- [Exercise directions]: Set down the entries again word for word, without any of the images.
------------------------------------
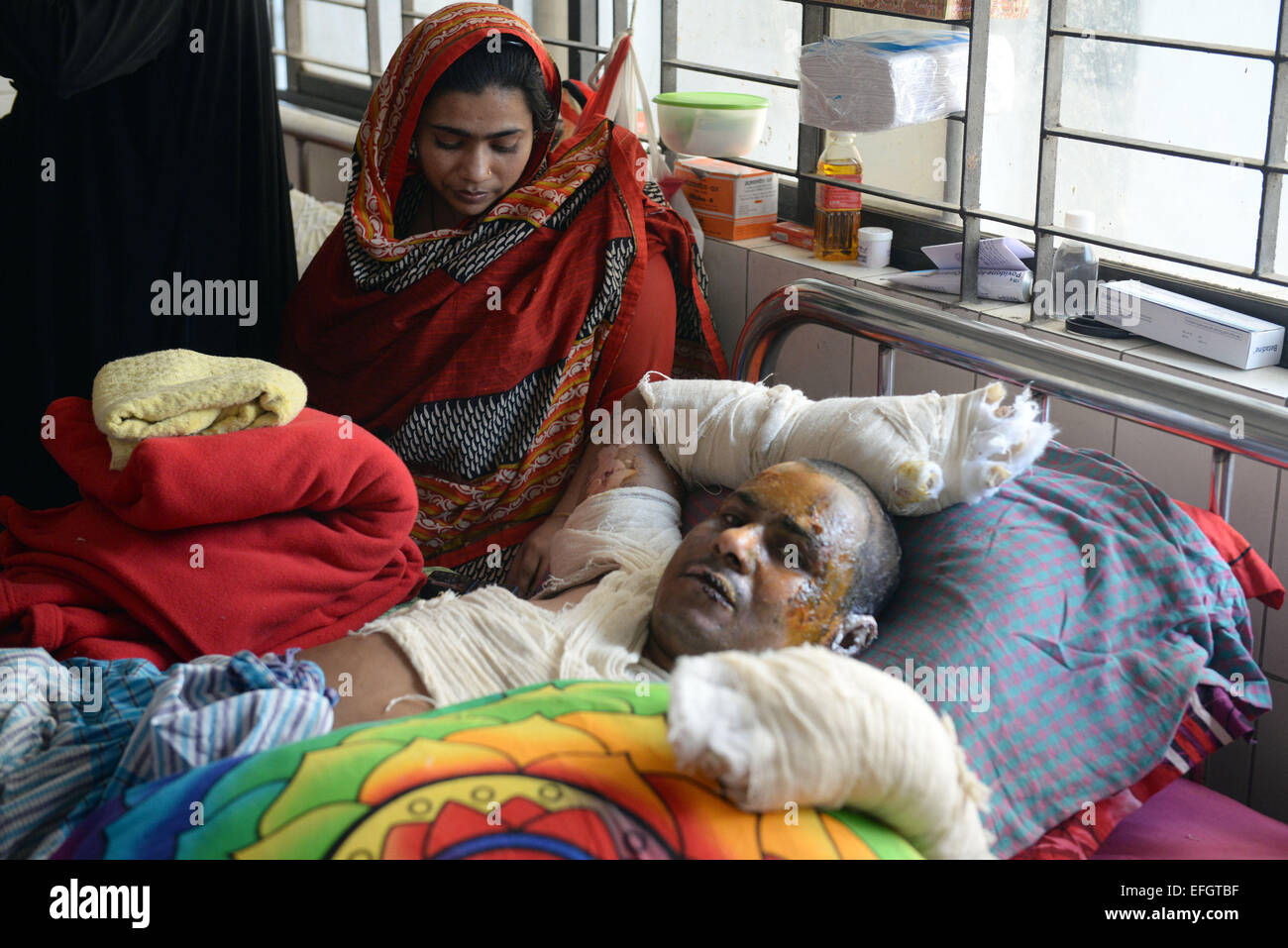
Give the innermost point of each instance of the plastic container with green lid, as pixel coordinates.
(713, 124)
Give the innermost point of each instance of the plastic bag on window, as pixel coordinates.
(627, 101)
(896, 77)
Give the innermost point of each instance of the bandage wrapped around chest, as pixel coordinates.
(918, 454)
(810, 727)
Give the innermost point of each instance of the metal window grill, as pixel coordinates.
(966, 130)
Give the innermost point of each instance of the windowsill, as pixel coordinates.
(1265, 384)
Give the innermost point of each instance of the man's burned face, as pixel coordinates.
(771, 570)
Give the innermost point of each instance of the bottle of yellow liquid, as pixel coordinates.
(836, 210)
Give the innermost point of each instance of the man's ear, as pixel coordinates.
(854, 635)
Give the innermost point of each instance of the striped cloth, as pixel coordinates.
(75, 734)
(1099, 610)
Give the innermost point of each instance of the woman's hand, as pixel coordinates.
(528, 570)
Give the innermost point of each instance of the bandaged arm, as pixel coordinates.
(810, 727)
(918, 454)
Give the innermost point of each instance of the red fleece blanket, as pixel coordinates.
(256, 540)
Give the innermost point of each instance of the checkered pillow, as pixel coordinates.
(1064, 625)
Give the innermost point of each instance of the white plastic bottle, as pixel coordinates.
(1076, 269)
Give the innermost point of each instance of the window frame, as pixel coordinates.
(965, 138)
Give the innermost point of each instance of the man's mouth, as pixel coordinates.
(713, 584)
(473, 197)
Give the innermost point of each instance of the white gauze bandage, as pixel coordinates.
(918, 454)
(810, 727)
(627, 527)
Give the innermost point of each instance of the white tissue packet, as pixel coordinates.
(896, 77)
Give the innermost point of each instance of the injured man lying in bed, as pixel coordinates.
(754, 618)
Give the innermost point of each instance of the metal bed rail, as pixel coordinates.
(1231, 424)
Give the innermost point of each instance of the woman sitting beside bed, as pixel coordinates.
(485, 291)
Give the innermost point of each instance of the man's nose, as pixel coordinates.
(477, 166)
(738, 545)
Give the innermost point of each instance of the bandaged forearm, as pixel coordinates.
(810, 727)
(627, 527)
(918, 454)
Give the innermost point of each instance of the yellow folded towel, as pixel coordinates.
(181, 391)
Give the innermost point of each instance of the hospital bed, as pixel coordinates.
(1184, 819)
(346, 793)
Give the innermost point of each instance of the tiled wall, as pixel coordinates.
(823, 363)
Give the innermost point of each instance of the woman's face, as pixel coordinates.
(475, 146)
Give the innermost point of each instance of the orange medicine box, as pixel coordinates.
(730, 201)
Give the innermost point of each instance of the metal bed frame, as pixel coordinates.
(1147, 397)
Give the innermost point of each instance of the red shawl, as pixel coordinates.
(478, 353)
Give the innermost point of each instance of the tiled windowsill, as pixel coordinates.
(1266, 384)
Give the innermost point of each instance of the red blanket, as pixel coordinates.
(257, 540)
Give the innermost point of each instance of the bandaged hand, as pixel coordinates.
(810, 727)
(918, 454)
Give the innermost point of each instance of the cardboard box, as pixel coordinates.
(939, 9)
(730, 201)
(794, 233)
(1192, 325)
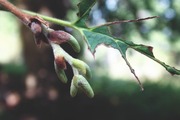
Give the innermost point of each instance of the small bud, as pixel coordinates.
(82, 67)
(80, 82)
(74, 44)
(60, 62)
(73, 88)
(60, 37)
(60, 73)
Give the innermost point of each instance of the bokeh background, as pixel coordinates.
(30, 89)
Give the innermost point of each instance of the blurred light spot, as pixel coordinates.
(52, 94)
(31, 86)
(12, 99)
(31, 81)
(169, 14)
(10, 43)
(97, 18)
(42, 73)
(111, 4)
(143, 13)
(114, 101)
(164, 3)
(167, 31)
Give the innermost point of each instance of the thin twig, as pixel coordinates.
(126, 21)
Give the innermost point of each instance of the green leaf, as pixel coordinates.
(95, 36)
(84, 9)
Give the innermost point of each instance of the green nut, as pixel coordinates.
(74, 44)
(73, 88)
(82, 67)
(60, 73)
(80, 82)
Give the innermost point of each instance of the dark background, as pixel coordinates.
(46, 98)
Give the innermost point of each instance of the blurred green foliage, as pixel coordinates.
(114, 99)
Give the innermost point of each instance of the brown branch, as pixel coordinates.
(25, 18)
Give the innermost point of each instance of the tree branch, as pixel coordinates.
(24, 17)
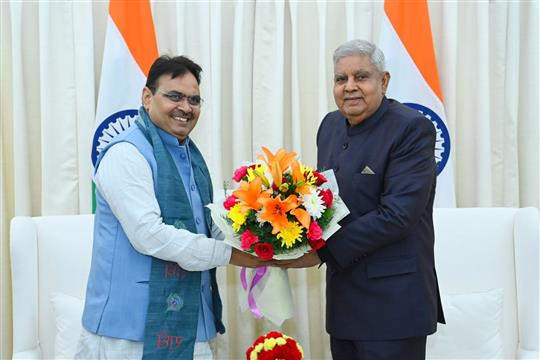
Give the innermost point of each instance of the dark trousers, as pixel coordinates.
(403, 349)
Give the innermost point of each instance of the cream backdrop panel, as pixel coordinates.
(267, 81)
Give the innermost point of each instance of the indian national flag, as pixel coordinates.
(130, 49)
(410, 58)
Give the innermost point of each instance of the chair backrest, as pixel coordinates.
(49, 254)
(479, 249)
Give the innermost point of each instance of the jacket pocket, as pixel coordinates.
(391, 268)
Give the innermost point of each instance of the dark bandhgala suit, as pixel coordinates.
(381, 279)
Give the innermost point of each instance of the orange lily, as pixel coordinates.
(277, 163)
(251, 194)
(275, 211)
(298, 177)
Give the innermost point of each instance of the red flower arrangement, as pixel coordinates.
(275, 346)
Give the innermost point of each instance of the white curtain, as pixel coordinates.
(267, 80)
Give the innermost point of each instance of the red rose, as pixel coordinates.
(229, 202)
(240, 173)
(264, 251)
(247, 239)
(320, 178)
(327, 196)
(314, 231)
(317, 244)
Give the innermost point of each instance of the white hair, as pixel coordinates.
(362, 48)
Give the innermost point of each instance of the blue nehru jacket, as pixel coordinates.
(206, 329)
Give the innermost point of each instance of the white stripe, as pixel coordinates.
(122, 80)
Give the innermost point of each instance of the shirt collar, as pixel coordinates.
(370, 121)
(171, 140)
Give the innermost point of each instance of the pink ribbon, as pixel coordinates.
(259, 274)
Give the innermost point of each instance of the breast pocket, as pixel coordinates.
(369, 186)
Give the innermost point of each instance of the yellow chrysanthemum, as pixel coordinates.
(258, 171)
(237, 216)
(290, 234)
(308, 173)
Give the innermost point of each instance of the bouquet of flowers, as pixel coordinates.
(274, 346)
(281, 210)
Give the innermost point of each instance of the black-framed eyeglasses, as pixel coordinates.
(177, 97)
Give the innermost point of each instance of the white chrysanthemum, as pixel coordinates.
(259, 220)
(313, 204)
------------------------------------
- [Solution for this task]:
Give the innermost point of each instance of the plastic container with green lid, as pixel coordinates.
(713, 124)
Give the innermost point of each instance of the plastic bag on window, as pixel coordinates.
(627, 101)
(896, 77)
Give the innermost point of each instance of the bandage wrapped around chest, as pixel coordinates.
(918, 454)
(810, 727)
Give the innermost point of each instance of the metal window grill, as pixel coordinates.
(966, 130)
Give the innermost point of each instance of the windowsill, as pixel coordinates.
(1265, 384)
Give the innermost point of each instance of the man's burned face, as pixel coordinates.
(771, 570)
Give the innermost point of each instance of the bottle of yellow liquid, as pixel coordinates.
(836, 210)
Give the innermost point of each instance of the man's ear, as pixel coordinates.
(854, 635)
Give the innermost point of each instance of the striped cloth, as pixel coordinates.
(75, 734)
(1099, 610)
Give the innermost point of each instance of the woman's hand, as pixel coordinates.
(528, 570)
Give the innermost point of each instance of the bandaged arm, as pixel coordinates.
(810, 727)
(918, 454)
Give the innermost point of each instance of the red fleece blanket, as pixel coordinates.
(256, 540)
Give the innermost point of each instance of the checkered pillow, as pixel coordinates.
(1064, 625)
Give the innermost point of each instance of the white plastic bottle, as pixel coordinates.
(1076, 269)
Give the innermost point of each instance of the window frame, as pixel coordinates.
(965, 138)
Give the innermost point of each instance of the man's mouth, as pixel coordinates.
(713, 584)
(473, 197)
Give the innermost point of each instance of the white gauze bandage, as pixel coordinates.
(918, 454)
(810, 727)
(627, 527)
Give the innermost point of each instance of the white tissue packet, as pixel coordinates.
(896, 77)
Give the innermost point of each instance of the injured man lying in bed, as pixel coordinates.
(754, 618)
Give the innermost point of each instance of the metal bed rail, as pixel coordinates.
(1231, 424)
Give the innermost point of each instance of the woman sitting beside bed, as pixel coordinates.
(485, 291)
Give the innermost point of each instance of the man's nose, as pixel coordinates.
(477, 166)
(738, 545)
Give the innermost point of each instance of the bandaged forearm, as pixel coordinates.
(810, 727)
(627, 527)
(918, 454)
Give the innermost point of each instance of the yellow folded towel, as pixel coordinates.
(181, 391)
Give the innermost point of each instance of the hospital bed, as pixel coordinates.
(1184, 819)
(346, 793)
Give the innermost point of each instance of the tiled wall, as pixel coordinates.
(823, 363)
Give the innermost point of each instance of the woman's face, as pixel coordinates.
(475, 146)
Give the innermost point of each instance of the orange medicine box, as pixel coordinates.
(730, 201)
Give the innermost point of each instance of the metal bed frame, as pixel coordinates.
(1147, 397)
Give the innermost point of each instance of the red shawl, as pixel coordinates.
(478, 353)
Give the innermost point of each instance of the tiled windowsill, as pixel coordinates.
(1266, 384)
Give the innermost point of each instance of the red blanket, as pixel coordinates.
(257, 540)
Give the innermost point of each instance of the bandaged hand, as pixel coordinates.
(810, 727)
(918, 454)
Give the innermost point of each instance of the cardboard box, as pixel coordinates.
(939, 9)
(730, 201)
(794, 233)
(1192, 325)
Give the innermost point of each instance of the small bud, as pixel coordinates.
(82, 67)
(80, 82)
(74, 44)
(60, 62)
(73, 88)
(60, 37)
(60, 73)
Give the innermost point of each instance of the bokeh background, as pixel coordinates.
(30, 89)
Give the innermost point of each instance of the blurred light spot, as pixel coordinates.
(52, 94)
(31, 86)
(12, 99)
(31, 81)
(169, 14)
(10, 43)
(97, 18)
(42, 73)
(111, 4)
(143, 13)
(114, 101)
(164, 3)
(167, 31)
Give the innermost point of each instance of the thin twig, as pixel coordinates.
(126, 21)
Give the innermost point of each instance of the green leaf, as pixel coordinates.
(95, 36)
(84, 9)
Give the innermost point of each instance of the green nut, as pixel coordinates.
(74, 44)
(73, 88)
(82, 67)
(60, 73)
(80, 82)
Give the innermost point of each instance of the dark background, as pixel coordinates.
(46, 98)
Give the innermost point of each instance of the blurred green foliage, as pixel coordinates.
(114, 99)
Give the innermost point of each instance of the brown branch, as pixel coordinates.
(25, 18)
Give the innermost point of each instance of the tree branch, as pixel coordinates.
(24, 17)
Give the innermost point of each instance of the dark trousers, as pixel coordinates.
(403, 349)
Give the innermost point of each instance of the cream backdrop panel, as pixel coordinates.
(267, 81)
Give the innermost point of each instance of the indian national flag, as pixel coordinates.
(130, 49)
(410, 58)
Give the innermost point of each instance of the chair backrest, as pixel coordinates.
(49, 254)
(479, 249)
Give the innermost point of each instance of the jacket pocket, as pixel coordinates.
(391, 268)
Give the innermost point of each instance of the dark bandhgala suit, as pixel coordinates.
(381, 279)
Give the innermost point of each instance of the orange lily, as pixel coordinates.
(277, 163)
(251, 194)
(275, 211)
(298, 177)
Give the innermost point of each instance of the red flower arrangement, as pixel coordinates.
(275, 346)
Give the innermost point of each instance of the white curtain, as pixel coordinates.
(267, 80)
Give the innermost point of each instance of the red rose, as pixel coordinates.
(229, 202)
(240, 173)
(264, 251)
(247, 239)
(320, 178)
(327, 196)
(314, 231)
(317, 244)
Give the innermost point of each instance of the white hair, as pixel coordinates.
(362, 48)
Give the innermost point of each instance of the blue nehru jacket, as pixel coordinates.
(206, 329)
Give the innermost point of each instance of the white stripe, as pixel coordinates.
(122, 80)
Give the innermost point of each instance of the shirt collar, as pixel coordinates.
(370, 121)
(171, 140)
Give the innermost point of each instance of the pink ribbon, as pixel coordinates.
(259, 274)
Give the innermost point of each instance of the breast pocket, as pixel coordinates.
(369, 186)
Give the innermost point of each instance of the yellow chrysanthemum, as pixel coordinates.
(258, 171)
(237, 216)
(290, 234)
(308, 173)
Give the innermost point of each instance of the bouquet of flowers, as pixel coordinates.
(274, 346)
(281, 210)
Give the innermost point of each instance of the black-framed eyeglasses, as pixel coordinates.
(177, 97)
Give the innermost point of each instance of the white chrysanthemum, as pixel coordinates.
(259, 220)
(313, 204)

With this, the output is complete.